*WHAT THE EXERCISE ASKS:*
All of the records must be repeated exactly as they read.

*DATASET RECORDS:*
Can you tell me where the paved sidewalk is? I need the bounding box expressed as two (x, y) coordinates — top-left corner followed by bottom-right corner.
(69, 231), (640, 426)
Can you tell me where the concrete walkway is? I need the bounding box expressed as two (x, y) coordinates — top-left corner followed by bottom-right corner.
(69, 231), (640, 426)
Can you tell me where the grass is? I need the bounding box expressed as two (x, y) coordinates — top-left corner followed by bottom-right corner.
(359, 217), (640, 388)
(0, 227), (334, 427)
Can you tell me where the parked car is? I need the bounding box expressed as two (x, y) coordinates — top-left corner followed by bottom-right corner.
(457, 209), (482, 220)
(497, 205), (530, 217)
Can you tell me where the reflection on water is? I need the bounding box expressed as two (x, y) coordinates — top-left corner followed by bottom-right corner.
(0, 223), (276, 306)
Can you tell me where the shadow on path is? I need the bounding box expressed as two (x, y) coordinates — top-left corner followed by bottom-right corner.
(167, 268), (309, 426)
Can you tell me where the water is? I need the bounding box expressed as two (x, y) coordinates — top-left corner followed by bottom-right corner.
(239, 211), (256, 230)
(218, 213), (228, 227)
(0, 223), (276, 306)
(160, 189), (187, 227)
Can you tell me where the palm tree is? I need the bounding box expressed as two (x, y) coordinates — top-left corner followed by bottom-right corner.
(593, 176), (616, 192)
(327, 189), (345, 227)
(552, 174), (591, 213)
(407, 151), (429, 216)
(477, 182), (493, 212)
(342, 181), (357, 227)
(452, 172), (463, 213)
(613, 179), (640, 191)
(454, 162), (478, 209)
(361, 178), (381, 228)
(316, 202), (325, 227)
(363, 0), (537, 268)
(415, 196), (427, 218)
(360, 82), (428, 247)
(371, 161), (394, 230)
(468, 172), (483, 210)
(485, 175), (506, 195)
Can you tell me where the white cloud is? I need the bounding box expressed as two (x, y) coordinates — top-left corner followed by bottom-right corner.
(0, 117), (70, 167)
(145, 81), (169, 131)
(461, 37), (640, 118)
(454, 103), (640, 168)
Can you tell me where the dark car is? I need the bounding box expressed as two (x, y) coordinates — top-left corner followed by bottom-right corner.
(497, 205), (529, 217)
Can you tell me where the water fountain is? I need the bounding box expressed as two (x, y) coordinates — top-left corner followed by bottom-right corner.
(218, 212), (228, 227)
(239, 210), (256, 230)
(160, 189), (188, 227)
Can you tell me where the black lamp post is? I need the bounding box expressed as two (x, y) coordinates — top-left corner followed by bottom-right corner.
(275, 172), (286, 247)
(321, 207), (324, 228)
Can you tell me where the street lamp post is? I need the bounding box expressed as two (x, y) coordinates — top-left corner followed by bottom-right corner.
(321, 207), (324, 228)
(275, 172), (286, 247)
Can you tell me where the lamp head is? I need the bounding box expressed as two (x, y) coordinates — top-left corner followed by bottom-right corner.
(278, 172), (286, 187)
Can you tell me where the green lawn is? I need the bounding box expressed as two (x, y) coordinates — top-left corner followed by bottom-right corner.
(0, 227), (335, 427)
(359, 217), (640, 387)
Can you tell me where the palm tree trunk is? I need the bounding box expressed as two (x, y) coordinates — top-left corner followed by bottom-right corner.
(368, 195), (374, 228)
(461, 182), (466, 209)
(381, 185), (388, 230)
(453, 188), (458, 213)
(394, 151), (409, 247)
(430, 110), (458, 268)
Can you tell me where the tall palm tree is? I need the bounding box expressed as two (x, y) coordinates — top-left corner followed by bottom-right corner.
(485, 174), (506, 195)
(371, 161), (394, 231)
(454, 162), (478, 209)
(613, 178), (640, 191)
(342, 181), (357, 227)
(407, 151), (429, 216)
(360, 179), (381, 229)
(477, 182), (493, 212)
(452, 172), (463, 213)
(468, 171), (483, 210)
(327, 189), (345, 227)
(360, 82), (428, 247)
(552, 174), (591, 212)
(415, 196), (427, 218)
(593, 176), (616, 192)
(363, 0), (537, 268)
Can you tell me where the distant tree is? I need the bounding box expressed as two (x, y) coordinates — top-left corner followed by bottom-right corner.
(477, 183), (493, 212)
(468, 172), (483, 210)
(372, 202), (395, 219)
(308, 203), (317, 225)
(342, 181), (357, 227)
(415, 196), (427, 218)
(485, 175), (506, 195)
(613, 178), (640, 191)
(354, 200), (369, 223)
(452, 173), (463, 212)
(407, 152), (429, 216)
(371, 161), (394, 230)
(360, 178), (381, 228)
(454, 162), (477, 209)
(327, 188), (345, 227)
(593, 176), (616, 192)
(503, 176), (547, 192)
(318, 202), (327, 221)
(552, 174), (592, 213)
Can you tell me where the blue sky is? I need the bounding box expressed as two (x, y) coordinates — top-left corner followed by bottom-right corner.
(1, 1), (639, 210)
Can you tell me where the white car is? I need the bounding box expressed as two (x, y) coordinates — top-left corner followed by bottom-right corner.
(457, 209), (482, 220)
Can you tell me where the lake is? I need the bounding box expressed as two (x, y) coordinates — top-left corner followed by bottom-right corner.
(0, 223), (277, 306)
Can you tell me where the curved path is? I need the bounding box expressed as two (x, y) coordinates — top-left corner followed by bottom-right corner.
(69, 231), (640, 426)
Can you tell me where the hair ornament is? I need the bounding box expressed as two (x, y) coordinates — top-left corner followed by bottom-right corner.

*RESULT OF THE EXERCISE:*
Can you tell me where the paved sidewalk is? I need the bounding box expressed as two (x, y) coordinates — top-left corner followed by bottom-right corner.
(69, 231), (640, 426)
Can you tell me where the concrete walkway is? I need the bounding box expressed as two (x, y) coordinates — top-left corner followed by bottom-right corner.
(69, 231), (640, 426)
Can you tell me where the grass is? I need the bounding box expressed as two (x, y) coordinates — top-left corner followed by bottom-right corner.
(359, 217), (640, 388)
(0, 227), (334, 427)
Can you tell me where the parked car is? I need the bounding box expressed as two (x, y) coordinates — top-left corner followed by bottom-right corner.
(457, 209), (482, 220)
(497, 205), (530, 217)
Can you tell me where the reflection on water is? I need the bounding box expressed as two (x, y) coordinates — top-left corner followed by bottom-right corner.
(0, 223), (276, 306)
Can you tell me where the shadow on path is? I need the bounding box expressed as two (x, y) coordinates — top-left corner followed by bottom-right corner.
(167, 268), (309, 426)
Can you tell me where the water is? I need the bounding box expressed as two (x, y) coordinates — top-left corner followed by bottom-right corner.
(239, 211), (256, 230)
(218, 213), (228, 227)
(0, 223), (276, 306)
(160, 189), (187, 227)
Can you tell me where the palm tree is? I need the bounding box expressed as two (x, y) coordinates — top-left corner followed by bottom-right corner.
(593, 176), (616, 192)
(327, 189), (345, 227)
(552, 174), (591, 213)
(407, 151), (429, 216)
(477, 182), (493, 212)
(342, 181), (357, 227)
(452, 172), (463, 213)
(613, 179), (640, 191)
(454, 162), (478, 209)
(361, 178), (381, 228)
(316, 202), (325, 227)
(363, 0), (537, 268)
(415, 196), (427, 218)
(360, 82), (428, 247)
(371, 161), (394, 230)
(468, 172), (483, 210)
(485, 175), (506, 195)
Can you tell me where the white cloud is? I need the bounding box expressed as two (x, y) coordinates — top-left corner followed by bottom-right corner.
(0, 117), (70, 167)
(145, 81), (169, 131)
(461, 37), (640, 118)
(454, 103), (640, 168)
Can you tell me where the dark car is? I need the bounding box expressed as two (x, y) coordinates — top-left corner followed by bottom-right corner.
(497, 205), (529, 217)
Can you tell me where the water fountain is? I need the bounding box expressed as two (x, y) coordinates — top-left corner followed by bottom-right corner.
(218, 212), (228, 227)
(239, 210), (256, 230)
(160, 189), (188, 227)
Can you tell me where the black lamp post is? I need the bounding box expressed as two (x, y) coordinates — top-left corner followed by bottom-right corner.
(275, 172), (286, 247)
(321, 207), (324, 228)
Can you tell me where the street lamp post is? I need the bounding box expressed as two (x, y) coordinates — top-left corner followed by bottom-right corner.
(321, 207), (324, 228)
(275, 172), (286, 247)
Can you tell me where the lamp head is? I need the bounding box expressed as two (x, y) coordinates — top-left corner followed by bottom-right corner.
(278, 172), (286, 187)
Can you tell me where the green lawn is? I need the bounding box expressed as two (x, y) coordinates — top-left corner followed by bottom-right corner.
(0, 227), (335, 427)
(359, 217), (640, 387)
Can you tell me where the palm tree trunk is? I need the bounding box expressed as two (x, y) coordinates — top-left corner followed by bottom-right corner.
(368, 195), (374, 228)
(461, 182), (466, 209)
(381, 185), (388, 230)
(453, 188), (458, 213)
(394, 151), (409, 247)
(430, 110), (458, 268)
Can you tell me where the tall palm tree is? I need the bounding box expressed as two (x, y) coordinates — top-left corner followed by bottom-right corner.
(485, 174), (506, 195)
(371, 161), (394, 231)
(454, 162), (478, 209)
(613, 178), (640, 191)
(342, 181), (357, 227)
(407, 151), (429, 216)
(360, 179), (381, 229)
(477, 182), (493, 212)
(452, 172), (463, 213)
(468, 171), (483, 210)
(327, 189), (345, 227)
(360, 82), (428, 247)
(552, 174), (591, 212)
(415, 196), (427, 218)
(593, 176), (616, 192)
(363, 0), (537, 268)
Can you tell me where the distant tree is? I need the bounding box expressed as two (x, y) coordinates — top-left corner followed by bottom-right corner.
(477, 183), (493, 212)
(468, 172), (483, 210)
(372, 202), (395, 219)
(308, 203), (317, 225)
(342, 181), (357, 227)
(415, 196), (427, 218)
(485, 175), (506, 195)
(613, 178), (640, 191)
(354, 200), (369, 223)
(452, 173), (463, 212)
(407, 152), (429, 216)
(371, 161), (394, 230)
(360, 178), (381, 228)
(454, 162), (477, 209)
(327, 188), (345, 227)
(593, 176), (616, 192)
(503, 176), (547, 192)
(318, 202), (327, 221)
(552, 174), (592, 213)
Can you tell me where the blue sky is? I need the bounding box expressed as two (x, y) coordinates — top-left corner followed by bottom-right corner.
(1, 1), (639, 210)
Can you tell me where the white car is? I need the bounding box expressed as two (x, y) coordinates — top-left corner followed by bottom-right corner.
(457, 209), (482, 220)
Can you tell me where the lake is? I need the bounding box expressed as two (x, y) coordinates — top-left corner followed by bottom-right corner.
(0, 223), (277, 306)
Can you tell me where the curved path is? I need the bounding box expressed as two (x, y) coordinates — top-left corner followed by bottom-right corner.
(69, 231), (640, 426)
Can you tell me where the hair ornament is? I need the bounding box expressed as two (x, y) coordinates — top-left corner followed by bottom-right corner.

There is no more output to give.